Consegna:
Riproduci fedelmente, riga per riga, tutto il materiale che segue, senza includere le immagini.

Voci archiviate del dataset
◇ ◇ ◇ ◇ ◇
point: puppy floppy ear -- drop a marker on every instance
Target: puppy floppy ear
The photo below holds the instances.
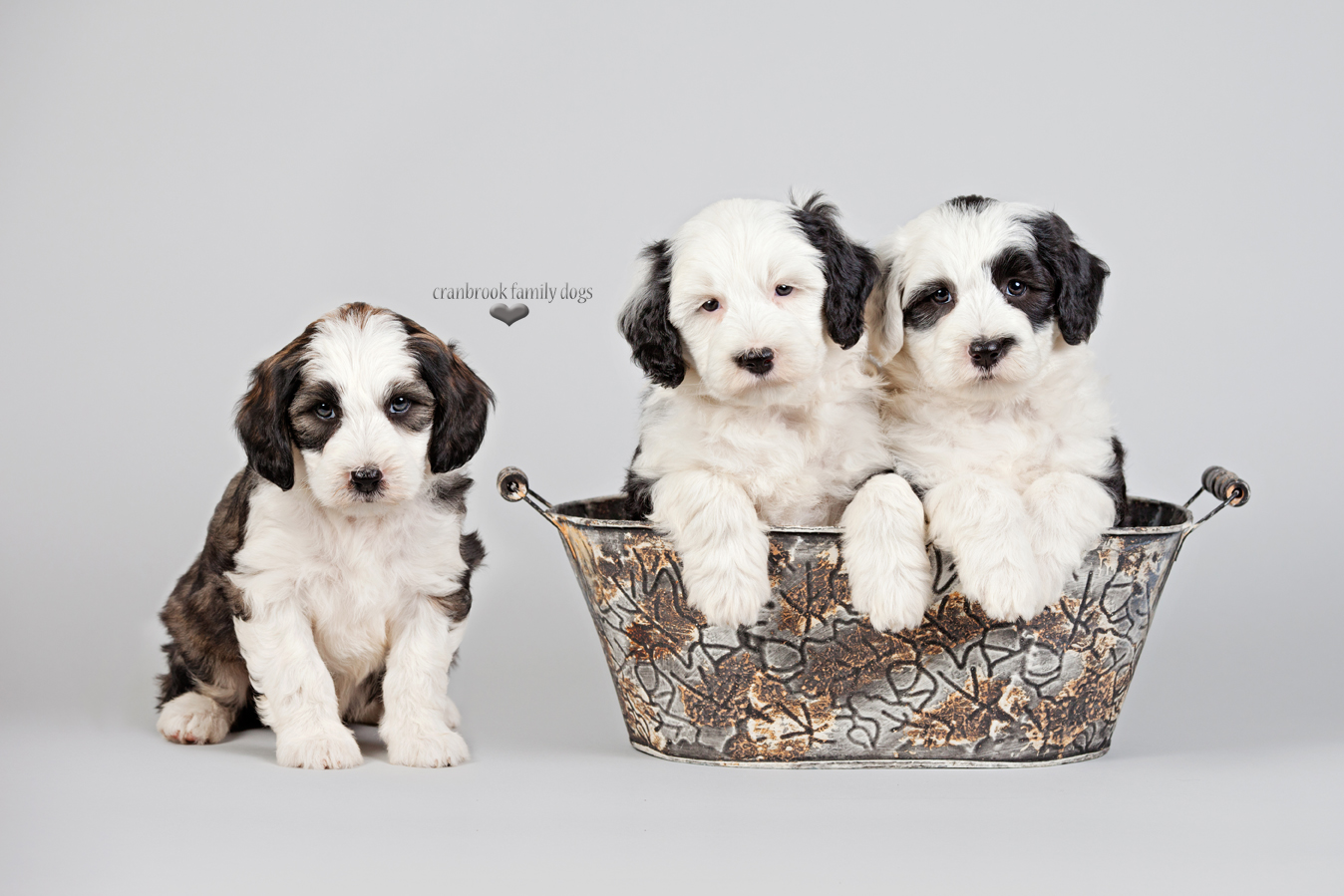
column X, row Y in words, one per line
column 1078, row 277
column 850, row 269
column 645, row 323
column 262, row 420
column 883, row 317
column 462, row 399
◇ ◇ ◇ ◇ ◇
Risultato:
point: puppy floppy ear -- drop a marker on every instance
Target: puppy floppy ear
The photo below holds the instances.
column X, row Y in words, one per line
column 1078, row 277
column 850, row 269
column 645, row 323
column 262, row 420
column 883, row 317
column 462, row 399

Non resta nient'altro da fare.